# [Selected text]

Under the Hill
Remember I said I was never, ever going camping again? I lied.
I dug out a tent we last used when the children used to camp with us, when we might just have counted as not over the hill (please forgive me, I spent the morning teaching idioms) and loaded it into the hire car with duvets, mattresses, a hand-pump, waterproofs, loo rolls and all manner of other festival things. We drove through beautiful Cotswold towns and countryside to a postcode at the end of a narrow lane.
The brain cells that used to know how to put the tent up have long since died and their extant neighbours barely know what a tent is, but with a bit of trial, error and deduction we managed to pitch it, listening to guitar-picking and birdsong floating across the field from the woods down one side. The muscles that used to pump up mattresses have also suffered over the years and we were watched with amusement by much younger people who had clearly never seen anything less sophisticated than a battery-driven pump.

# [Questions on the material]
A - From the camping post above, list every item named as loaded into the hire car along with the tent.
B - Answer these from the camping post above:
(i) How had the writer spent the morning?
(ii) From where did the guitar-picking and birdsong float across the field?
(iii) What kind of pump had the younger onlookers apparently never seen anything less sophisticated than?
C - Resume the camping post above, starting right after its final sentence.

# [Record extracts]
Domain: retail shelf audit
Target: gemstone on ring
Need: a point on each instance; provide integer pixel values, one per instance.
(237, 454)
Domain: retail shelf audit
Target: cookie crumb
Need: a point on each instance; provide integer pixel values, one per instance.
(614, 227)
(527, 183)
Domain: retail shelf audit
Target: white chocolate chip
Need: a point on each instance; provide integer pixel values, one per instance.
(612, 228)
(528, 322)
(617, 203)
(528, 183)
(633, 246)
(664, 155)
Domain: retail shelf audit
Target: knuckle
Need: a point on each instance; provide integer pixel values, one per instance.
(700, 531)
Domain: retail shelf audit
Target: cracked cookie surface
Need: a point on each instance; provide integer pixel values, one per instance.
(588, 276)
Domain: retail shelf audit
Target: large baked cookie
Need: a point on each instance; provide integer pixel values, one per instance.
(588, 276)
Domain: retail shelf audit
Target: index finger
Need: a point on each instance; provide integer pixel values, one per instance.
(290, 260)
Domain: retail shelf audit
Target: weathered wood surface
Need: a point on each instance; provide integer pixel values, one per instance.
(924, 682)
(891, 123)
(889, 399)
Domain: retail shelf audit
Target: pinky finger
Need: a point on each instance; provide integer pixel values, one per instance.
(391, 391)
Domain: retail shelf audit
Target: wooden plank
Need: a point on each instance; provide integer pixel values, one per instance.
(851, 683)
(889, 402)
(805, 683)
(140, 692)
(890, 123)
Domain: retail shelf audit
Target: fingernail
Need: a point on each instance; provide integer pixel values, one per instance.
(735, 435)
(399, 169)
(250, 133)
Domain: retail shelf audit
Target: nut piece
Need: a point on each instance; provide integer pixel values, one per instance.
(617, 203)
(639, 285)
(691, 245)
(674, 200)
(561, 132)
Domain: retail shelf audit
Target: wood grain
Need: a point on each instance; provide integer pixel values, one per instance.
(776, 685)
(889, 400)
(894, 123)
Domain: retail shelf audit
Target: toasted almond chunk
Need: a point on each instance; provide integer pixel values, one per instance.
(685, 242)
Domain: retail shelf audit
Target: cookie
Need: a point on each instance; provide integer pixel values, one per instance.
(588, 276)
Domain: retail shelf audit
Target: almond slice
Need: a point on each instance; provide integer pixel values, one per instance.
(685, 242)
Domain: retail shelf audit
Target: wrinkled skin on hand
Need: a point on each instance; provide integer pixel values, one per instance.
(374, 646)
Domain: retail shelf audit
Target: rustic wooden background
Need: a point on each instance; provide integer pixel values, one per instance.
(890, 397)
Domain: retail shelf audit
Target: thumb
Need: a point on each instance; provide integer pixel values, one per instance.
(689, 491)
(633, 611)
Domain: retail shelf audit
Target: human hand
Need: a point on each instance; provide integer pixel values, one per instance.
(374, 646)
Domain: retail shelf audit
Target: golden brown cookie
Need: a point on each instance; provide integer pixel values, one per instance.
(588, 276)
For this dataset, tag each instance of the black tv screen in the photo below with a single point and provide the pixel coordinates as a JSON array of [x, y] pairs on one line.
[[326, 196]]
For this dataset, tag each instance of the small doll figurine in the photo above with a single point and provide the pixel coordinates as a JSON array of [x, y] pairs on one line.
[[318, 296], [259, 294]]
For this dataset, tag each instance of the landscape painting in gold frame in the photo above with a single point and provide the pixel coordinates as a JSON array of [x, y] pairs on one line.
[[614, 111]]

# [List of answers]
A - duvets, mattresses, a hand-pump, waterproofs, loo rolls

B -
(i) Teaching idioms.
(ii) From the woods down one side.
(iii) A battery-driven pump.

C -
Pye, who'd invited us, said it would be easy to find him as this festival has only one small field for tents and only one stage but it turned out this didn't include the pallets with a microphone in the woods which we sought out once the tent was standing. (And anyway, we discovered he wasn't arriving until tomorrow.)
Under the Hill festival - it really is under a hill, not just intended for young people - is very small and it doesn't have a programme so I don't know who this is, but I was impressed by the humour with which he survived a very drunken near-pallet invasion.
We listened until the pallet was taken over by a DJ playing electro-something, then retreated to hear it from inside our tent.